* BEGIN *

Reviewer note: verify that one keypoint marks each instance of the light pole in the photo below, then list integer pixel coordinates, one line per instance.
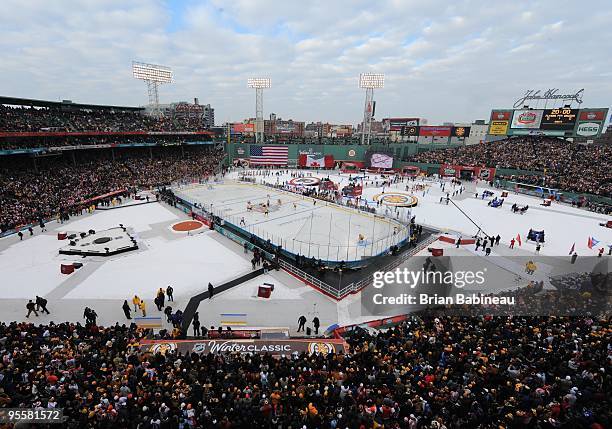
(369, 81)
(259, 83)
(154, 75)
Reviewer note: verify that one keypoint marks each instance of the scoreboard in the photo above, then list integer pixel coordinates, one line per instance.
(559, 119)
(559, 122)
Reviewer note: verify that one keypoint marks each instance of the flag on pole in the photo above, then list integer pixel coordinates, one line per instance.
(268, 155)
(592, 242)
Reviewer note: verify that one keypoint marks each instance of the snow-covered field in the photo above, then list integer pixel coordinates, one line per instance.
(32, 267)
(563, 225)
(301, 225)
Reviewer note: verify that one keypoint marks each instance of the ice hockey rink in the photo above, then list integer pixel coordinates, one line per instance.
(565, 226)
(301, 225)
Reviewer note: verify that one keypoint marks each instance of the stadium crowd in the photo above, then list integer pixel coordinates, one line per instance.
(59, 187)
(564, 165)
(25, 119)
(432, 371)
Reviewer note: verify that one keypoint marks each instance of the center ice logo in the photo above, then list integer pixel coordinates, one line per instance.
(305, 181)
(397, 199)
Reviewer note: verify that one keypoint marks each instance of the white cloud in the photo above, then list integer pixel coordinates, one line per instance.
(446, 61)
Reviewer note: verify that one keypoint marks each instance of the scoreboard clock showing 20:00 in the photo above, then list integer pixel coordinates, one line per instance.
(559, 119)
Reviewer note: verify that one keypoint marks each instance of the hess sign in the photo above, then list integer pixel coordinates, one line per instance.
(559, 119)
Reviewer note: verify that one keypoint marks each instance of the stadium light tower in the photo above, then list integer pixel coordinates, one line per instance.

* END *

» Your objective:
Swap "Reviewer note" for "Annotator note" everywhere in the data above, keep everything else unchanged, and leave the pictures out of your answer.

» Written answer:
Annotator note: verify that one keypoint marks each instance of the light pole in the photo below, then list integer pixel coordinates, one line per instance.
(369, 81)
(259, 83)
(154, 75)
Annotator note: verify that one keypoint marks each instance of the scoreboard in the photo above, then list integer pixel coordinates, one line per instance.
(559, 119)
(559, 122)
Annotator note: verify that one keypoint marks each instance of the flag on pole in the photo above, then list integer pixel coordinates, one line per instance.
(268, 155)
(592, 242)
Annotator note: verify that one keypoint marks each instance of the snow-covered field in the photo above, then list integer pixel coordinates, one line per instance.
(32, 267)
(563, 225)
(301, 225)
Annotator note: verify that one keypoint marks each instance of the ice hockey rink in the photo above, then list integer pixel coordinates, one line per instance.
(565, 226)
(301, 225)
Annotator note: verify that one keypoint marks each instance of the stadium crowd in the photo above, then list integer pixel coordinates, one line per instance.
(59, 187)
(564, 165)
(25, 119)
(432, 371)
Annotator note: verify that one keypoint marks each instance of the center ice logo in the photo above, then list integer pixel coordinates, one line per instance.
(305, 181)
(397, 199)
Annotator note: verify that one keypoint marks each instance of the white cloud in the photo above, then list integer pixel coordinates, one line per instance.
(446, 61)
Annotator note: verify that one keypoint marks each instance of the scoreboard clock showing 20:00 in the photo above, then list integer pixel coordinates, one line per instance.
(559, 119)
Annotator note: verify that one keypoint marks each instance of the hess sign in the photo above, then list integer pixel coordinates, one line per instance.
(559, 119)
Annotator note: verify that one keypoint marks each instance of the stadium light tower in the photo above, then list integer pixel coordinates, one line per instance.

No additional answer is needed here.